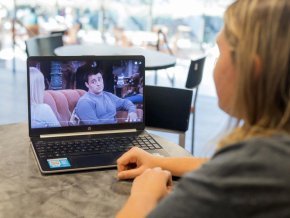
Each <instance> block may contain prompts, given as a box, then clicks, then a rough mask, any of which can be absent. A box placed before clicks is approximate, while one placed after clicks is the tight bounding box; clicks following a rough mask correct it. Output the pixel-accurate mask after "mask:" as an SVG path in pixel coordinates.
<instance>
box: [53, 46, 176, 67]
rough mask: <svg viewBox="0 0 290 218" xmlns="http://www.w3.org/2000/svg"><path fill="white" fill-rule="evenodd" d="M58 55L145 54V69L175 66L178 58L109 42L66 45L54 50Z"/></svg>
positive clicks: (164, 53) (102, 54) (137, 47)
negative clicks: (121, 46) (93, 43)
mask: <svg viewBox="0 0 290 218" xmlns="http://www.w3.org/2000/svg"><path fill="white" fill-rule="evenodd" d="M54 53H55V54H56V55H57V56H79V55H99V56H103V55H104V56H106V55H143V56H145V70H160V69H166V68H169V67H173V66H175V64H176V58H175V57H174V56H172V55H169V54H165V53H162V52H159V51H155V50H149V49H144V48H141V47H121V46H116V45H108V44H78V45H64V46H61V47H58V48H56V49H55V50H54Z"/></svg>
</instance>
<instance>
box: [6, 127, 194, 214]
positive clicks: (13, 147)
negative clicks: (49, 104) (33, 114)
mask: <svg viewBox="0 0 290 218" xmlns="http://www.w3.org/2000/svg"><path fill="white" fill-rule="evenodd" d="M0 138H1V140H0V169H1V171H0V217H7V218H8V217H9V218H14V217H15V218H16V217H17V218H18V217H22V218H28V217H29V218H31V217H41V218H46V217H47V218H52V217H53V218H60V217H62V218H63V217H85V218H90V217H94V218H96V217H98V218H102V217H106V218H107V217H114V216H115V215H116V213H117V211H119V210H120V209H121V208H122V206H123V205H124V203H125V202H126V200H127V198H128V196H129V193H130V188H131V185H132V181H118V180H117V178H116V175H117V171H116V169H115V168H114V169H108V170H93V171H85V172H74V173H67V174H55V175H49V176H44V175H42V174H41V173H40V171H39V169H38V167H37V164H36V161H35V158H34V156H33V153H32V150H31V148H30V141H29V137H28V127H27V123H17V124H9V125H0ZM154 138H155V139H156V140H157V141H158V142H159V143H160V144H161V145H162V146H163V147H164V148H165V149H166V150H167V151H168V152H169V154H171V155H172V156H176V157H179V156H190V153H189V152H187V151H186V150H184V149H183V148H182V147H180V146H178V145H177V144H175V143H172V142H169V141H167V140H165V139H163V138H161V137H158V136H155V135H154Z"/></svg>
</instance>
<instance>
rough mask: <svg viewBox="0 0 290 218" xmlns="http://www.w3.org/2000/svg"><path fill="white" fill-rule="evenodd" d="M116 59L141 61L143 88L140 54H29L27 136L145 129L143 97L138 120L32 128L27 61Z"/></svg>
mask: <svg viewBox="0 0 290 218" xmlns="http://www.w3.org/2000/svg"><path fill="white" fill-rule="evenodd" d="M118 60H136V61H141V62H142V65H143V66H142V65H141V68H140V70H141V71H140V72H141V74H142V75H143V79H144V80H143V90H144V87H145V57H144V56H142V55H124V56H123V55H118V56H31V57H28V58H27V64H26V65H27V102H28V124H29V136H30V137H38V136H40V135H48V134H65V133H72V134H73V133H77V132H78V133H79V132H95V131H109V130H124V129H136V130H144V129H145V107H144V106H145V105H144V102H145V99H144V97H143V119H142V121H140V122H132V123H115V124H102V125H80V126H66V127H53V128H52V127H50V128H32V127H31V104H30V88H29V87H30V76H29V66H30V65H29V63H30V62H32V61H35V62H41V61H60V62H61V61H118Z"/></svg>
◆ ◆ ◆ ◆
● **What the exercise asks**: Copy the listing above word for word, from its start up to and including the line containing "box: [53, 46, 176, 67]", and leave the picture out of your answer.

● **Task result**:
Each <instance> block may contain prompts, given as a box, then clicks, then a rough mask, any of which can be absent. A box placed before clicks is approximate, while one placed after clicks is the tight bounding box; clicks following a rough mask correct it. Output the pixel-accurate mask after "mask:" as an SVG path in pixel coordinates.
<instance>
box: [53, 46, 176, 67]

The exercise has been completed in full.